**What the task requires**
Restate word for word the lines that run from the one containing "Target: thumb" to the last line of the data, both ends included.

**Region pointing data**
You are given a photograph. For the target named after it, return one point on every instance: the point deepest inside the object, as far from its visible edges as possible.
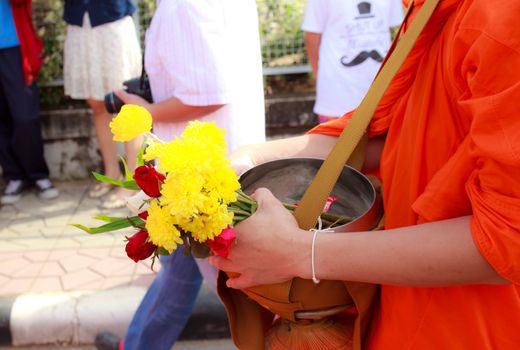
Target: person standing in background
(101, 51)
(204, 63)
(346, 42)
(21, 145)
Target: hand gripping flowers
(192, 198)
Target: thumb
(265, 197)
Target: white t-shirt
(207, 52)
(355, 36)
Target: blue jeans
(166, 306)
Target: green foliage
(280, 32)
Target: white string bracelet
(315, 279)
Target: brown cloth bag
(251, 311)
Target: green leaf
(128, 175)
(112, 225)
(140, 155)
(108, 218)
(130, 184)
(199, 250)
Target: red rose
(149, 180)
(222, 243)
(138, 248)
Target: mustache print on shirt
(362, 57)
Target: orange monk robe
(452, 120)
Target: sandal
(99, 190)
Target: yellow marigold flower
(204, 227)
(161, 227)
(131, 122)
(205, 132)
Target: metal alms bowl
(288, 179)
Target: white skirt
(98, 60)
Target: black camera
(137, 86)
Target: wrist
(303, 257)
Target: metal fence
(279, 21)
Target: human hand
(270, 248)
(129, 98)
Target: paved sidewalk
(60, 285)
(39, 252)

**Result of the task**
Target: thumb
(265, 197)
Target: white t-shirt
(207, 52)
(355, 36)
Target: blue jeans
(166, 306)
Target: green foliage
(280, 32)
Target: white string bracelet
(315, 279)
Target: brown cloth bag
(251, 311)
Target: green leaf
(128, 175)
(112, 225)
(140, 155)
(108, 218)
(130, 184)
(199, 250)
Target: red rose
(149, 180)
(222, 243)
(138, 248)
Target: mustache print on shirt
(362, 57)
Target: orange monk robe
(452, 120)
Target: sandal
(99, 190)
Target: yellow marigold flower
(204, 227)
(161, 227)
(131, 122)
(205, 132)
Target: metal alms bowl
(288, 179)
Target: white skirt
(98, 60)
Target: black camera
(137, 86)
Target: wrist
(303, 257)
Target: metal fence
(279, 21)
Target: human hand
(270, 248)
(129, 98)
Target: paved sidewalk
(60, 285)
(39, 252)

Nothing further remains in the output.